◆ OBJECTIVE ◆
Provide the data again in its entirety, exactly as given.

◆ STORED DATA ◆
--------

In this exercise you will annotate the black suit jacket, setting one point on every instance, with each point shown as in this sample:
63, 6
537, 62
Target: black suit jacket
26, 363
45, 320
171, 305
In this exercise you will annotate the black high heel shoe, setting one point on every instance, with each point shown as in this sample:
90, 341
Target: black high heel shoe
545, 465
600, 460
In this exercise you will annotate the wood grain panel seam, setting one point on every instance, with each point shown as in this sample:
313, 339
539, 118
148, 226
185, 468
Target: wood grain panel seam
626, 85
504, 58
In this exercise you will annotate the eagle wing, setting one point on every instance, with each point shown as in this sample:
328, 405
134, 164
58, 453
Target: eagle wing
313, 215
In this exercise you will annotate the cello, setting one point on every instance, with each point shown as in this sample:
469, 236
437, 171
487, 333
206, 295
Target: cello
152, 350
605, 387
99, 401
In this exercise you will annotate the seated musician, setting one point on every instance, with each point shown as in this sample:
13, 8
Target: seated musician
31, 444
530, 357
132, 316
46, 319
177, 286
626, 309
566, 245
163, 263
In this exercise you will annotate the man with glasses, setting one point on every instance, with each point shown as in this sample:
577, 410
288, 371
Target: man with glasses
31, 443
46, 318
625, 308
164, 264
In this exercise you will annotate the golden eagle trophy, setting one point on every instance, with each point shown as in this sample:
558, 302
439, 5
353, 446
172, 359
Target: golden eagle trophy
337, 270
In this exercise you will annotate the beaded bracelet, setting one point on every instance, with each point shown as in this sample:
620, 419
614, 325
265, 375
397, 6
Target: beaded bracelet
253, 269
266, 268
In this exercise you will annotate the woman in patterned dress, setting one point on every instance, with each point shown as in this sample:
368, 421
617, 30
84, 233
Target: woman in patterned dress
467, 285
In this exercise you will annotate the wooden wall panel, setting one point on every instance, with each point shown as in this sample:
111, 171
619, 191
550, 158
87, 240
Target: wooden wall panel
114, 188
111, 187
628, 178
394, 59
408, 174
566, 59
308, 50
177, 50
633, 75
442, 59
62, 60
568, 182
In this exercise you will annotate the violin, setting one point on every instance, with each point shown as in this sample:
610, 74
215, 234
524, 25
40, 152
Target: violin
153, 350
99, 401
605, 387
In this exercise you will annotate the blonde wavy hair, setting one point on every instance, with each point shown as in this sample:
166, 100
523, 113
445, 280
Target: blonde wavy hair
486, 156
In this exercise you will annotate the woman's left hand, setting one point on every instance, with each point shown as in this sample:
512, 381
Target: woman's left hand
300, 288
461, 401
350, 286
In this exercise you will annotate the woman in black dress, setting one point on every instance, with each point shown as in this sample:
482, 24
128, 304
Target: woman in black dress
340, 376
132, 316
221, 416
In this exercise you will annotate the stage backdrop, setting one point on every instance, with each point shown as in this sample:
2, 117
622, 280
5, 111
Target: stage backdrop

--------

◆ WRITTEN SOLUTION ◆
In this exercise you will annotate the black suit jacket, setting one point on every instance, with each point shown as in this sample:
63, 6
537, 62
Target: black suit jacket
26, 363
45, 320
171, 305
In this exercise you will annotate the black high heel shoe, setting one point on every instance, with each point shown as in this sample:
90, 341
Target: black high heel shoe
545, 465
600, 460
In this exercise you will annotate the wood grain panel seam, setting one point on every instance, with each point shown as in this sample:
313, 339
539, 118
148, 226
185, 468
Target: wood grain panel seam
626, 85
504, 58
In this exercise you will annotate the eagle wing, setting one point on every instance, with each point shown as in this sample:
328, 405
134, 164
58, 453
Target: eagle wing
313, 215
In this exercise you will annotate the cello, setting one point on every instance, with each point shown as in this sample:
469, 236
437, 171
487, 333
206, 295
Target: cello
152, 350
605, 387
99, 401
In this exercise you will annotate the seated musician, setting one point on every instance, with each point shown as in this sample:
13, 8
Target: seated musician
31, 444
530, 357
132, 316
46, 319
177, 286
626, 309
566, 245
163, 263
In this exercise you will annotate the man with glasses, setting one point on every instance, with each point shown as in this sample:
577, 410
288, 371
Target: man with glasses
31, 443
46, 318
625, 308
164, 264
In this exercise you will annotate the golden eagle trophy, setting one point on every instance, with each point shown as in this sample:
558, 302
439, 5
353, 446
172, 359
Target: golden eagle trophy
337, 270
In this exercise you will annotate the beaded bracelet, setting one point on every instance, with each point shown as in this sample:
620, 419
614, 325
265, 375
397, 6
Target: beaded bracelet
253, 269
266, 268
In this exercise you will annotate the woman in patterned dress, setting one point on every instance, with each point shown as in this sample:
368, 421
617, 30
84, 233
Target: woman in patterned dress
467, 285
In this exercise you will annotate the wooden wall panel, setting one point on every instance, with each point shown as in this sample:
111, 171
619, 191
550, 158
87, 240
Target: wooden wall panel
114, 188
111, 187
628, 178
394, 59
408, 174
566, 59
308, 50
177, 50
633, 75
442, 59
62, 60
568, 182
In this exercise you will annotate the violin, setting one point on every instance, with each point shown as in this sample:
610, 74
215, 234
524, 25
40, 152
Target: violin
153, 350
99, 401
605, 387
In this exercise you will annotate the blonde wavy hair, setting one point on every instance, with each point shown as in this sample:
166, 100
523, 113
445, 280
Target: blonde wavy hair
486, 156
In this exercise you will annotate the woman's left hand, setting one point on every instance, with each point shown as in this sample:
512, 381
Target: woman's left hand
300, 288
461, 401
350, 286
In this exercise you will annotate the woman in black dress, setting one point on every instance, with each point shown as in this sample:
482, 24
128, 304
Target: woman in black dress
340, 376
132, 316
221, 416
In this exercise you will annotate the stage backdrop, setting one point on every instance, with each point shown as in this sample:
2, 117
622, 280
5, 111
Target: stage backdrop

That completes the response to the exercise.